Extract:

Tag team
- Members: Blackjack Mulligan Blackjack Lanza
- Billed heights: Mulligan: 6 ft 9 in (2.06 m) Lanza: 6 ft 5 in (1.96 m)
- Combined billed weight: 585 lb (265 kg; 41.8 st)
- Billed from: Texas
- Debut: 1971
- Disbanded: 1984

= The Blackjacks =

Professional wrestling tag team

The Blackjacks were a professional wrestling tag team consisting Blackjack Mulligan and Blackjack Lanza. After forming in the 1970s, they wrestled in a variety of professional wrestling promotions, including the American Wrestling Association (AWA) and World Wide Wrestling Federation (WWWF). They were inducted into the WWE Hall of Fame in 2006. Blackjack Bradshaw and Blackjack Windham briefly rebooted the idea in 1997.

==History==

Blackjack Mulligan and Blackjack Lanza first joined forces in 1971. They were managed by Bobby Heenan.

Raw data:
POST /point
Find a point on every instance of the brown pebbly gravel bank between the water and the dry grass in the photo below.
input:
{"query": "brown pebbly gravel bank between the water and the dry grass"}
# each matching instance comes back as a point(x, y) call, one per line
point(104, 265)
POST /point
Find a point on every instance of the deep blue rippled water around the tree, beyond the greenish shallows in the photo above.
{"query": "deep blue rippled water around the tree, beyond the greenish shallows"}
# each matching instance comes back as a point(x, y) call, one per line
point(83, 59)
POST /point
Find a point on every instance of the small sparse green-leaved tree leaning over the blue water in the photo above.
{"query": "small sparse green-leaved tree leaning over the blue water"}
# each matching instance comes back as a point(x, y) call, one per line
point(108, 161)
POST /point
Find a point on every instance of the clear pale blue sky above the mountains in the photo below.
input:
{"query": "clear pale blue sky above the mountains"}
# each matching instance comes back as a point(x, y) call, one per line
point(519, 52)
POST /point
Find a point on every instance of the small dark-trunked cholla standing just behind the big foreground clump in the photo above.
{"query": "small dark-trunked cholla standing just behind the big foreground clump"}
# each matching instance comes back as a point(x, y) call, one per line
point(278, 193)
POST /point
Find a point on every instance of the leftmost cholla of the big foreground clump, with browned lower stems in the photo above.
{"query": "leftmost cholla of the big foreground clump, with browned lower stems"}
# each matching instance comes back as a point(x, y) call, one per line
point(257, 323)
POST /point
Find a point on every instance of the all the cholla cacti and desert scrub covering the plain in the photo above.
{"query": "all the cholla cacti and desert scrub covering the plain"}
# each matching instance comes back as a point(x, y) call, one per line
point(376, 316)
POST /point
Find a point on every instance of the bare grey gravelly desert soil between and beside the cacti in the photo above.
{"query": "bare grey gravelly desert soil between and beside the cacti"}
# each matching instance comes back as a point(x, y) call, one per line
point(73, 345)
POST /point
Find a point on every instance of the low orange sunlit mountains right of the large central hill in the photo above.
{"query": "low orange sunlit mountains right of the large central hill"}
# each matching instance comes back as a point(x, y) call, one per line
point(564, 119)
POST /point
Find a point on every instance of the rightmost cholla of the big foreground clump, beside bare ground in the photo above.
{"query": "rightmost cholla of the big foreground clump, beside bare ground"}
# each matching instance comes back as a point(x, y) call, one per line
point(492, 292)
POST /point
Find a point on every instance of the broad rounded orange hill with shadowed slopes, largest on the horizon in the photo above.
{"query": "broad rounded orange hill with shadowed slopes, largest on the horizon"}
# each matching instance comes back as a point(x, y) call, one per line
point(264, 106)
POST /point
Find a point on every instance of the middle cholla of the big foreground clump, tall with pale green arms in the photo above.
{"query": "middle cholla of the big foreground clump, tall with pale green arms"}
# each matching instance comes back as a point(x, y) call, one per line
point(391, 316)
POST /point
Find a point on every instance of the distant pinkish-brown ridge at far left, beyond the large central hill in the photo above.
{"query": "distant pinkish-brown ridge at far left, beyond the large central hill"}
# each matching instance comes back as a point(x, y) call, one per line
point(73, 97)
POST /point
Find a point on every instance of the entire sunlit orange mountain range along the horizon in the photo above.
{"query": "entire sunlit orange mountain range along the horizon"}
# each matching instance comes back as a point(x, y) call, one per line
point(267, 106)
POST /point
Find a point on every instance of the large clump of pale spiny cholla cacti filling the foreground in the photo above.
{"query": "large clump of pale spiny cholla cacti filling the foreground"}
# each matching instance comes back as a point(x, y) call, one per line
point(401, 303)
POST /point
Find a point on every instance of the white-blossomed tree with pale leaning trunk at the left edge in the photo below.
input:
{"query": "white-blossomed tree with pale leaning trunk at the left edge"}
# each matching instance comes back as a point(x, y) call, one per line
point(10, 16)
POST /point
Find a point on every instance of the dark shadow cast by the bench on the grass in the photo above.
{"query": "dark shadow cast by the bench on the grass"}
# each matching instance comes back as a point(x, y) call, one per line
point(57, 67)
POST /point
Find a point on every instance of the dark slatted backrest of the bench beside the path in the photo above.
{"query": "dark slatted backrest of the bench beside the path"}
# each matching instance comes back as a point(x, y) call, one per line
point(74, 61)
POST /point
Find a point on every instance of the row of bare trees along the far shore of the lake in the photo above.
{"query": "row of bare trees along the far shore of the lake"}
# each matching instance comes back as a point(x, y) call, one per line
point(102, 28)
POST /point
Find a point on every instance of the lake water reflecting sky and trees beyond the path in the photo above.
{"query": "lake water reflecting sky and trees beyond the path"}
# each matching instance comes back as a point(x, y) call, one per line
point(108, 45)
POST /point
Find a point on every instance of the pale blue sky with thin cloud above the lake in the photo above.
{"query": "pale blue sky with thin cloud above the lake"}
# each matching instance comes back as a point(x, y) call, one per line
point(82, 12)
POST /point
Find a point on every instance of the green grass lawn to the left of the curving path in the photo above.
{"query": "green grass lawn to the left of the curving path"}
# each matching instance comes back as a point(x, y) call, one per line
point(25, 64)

What is expected:
According to the text on The Blackjacks, who managed the tag team?

Written solution:
Bobby Heenan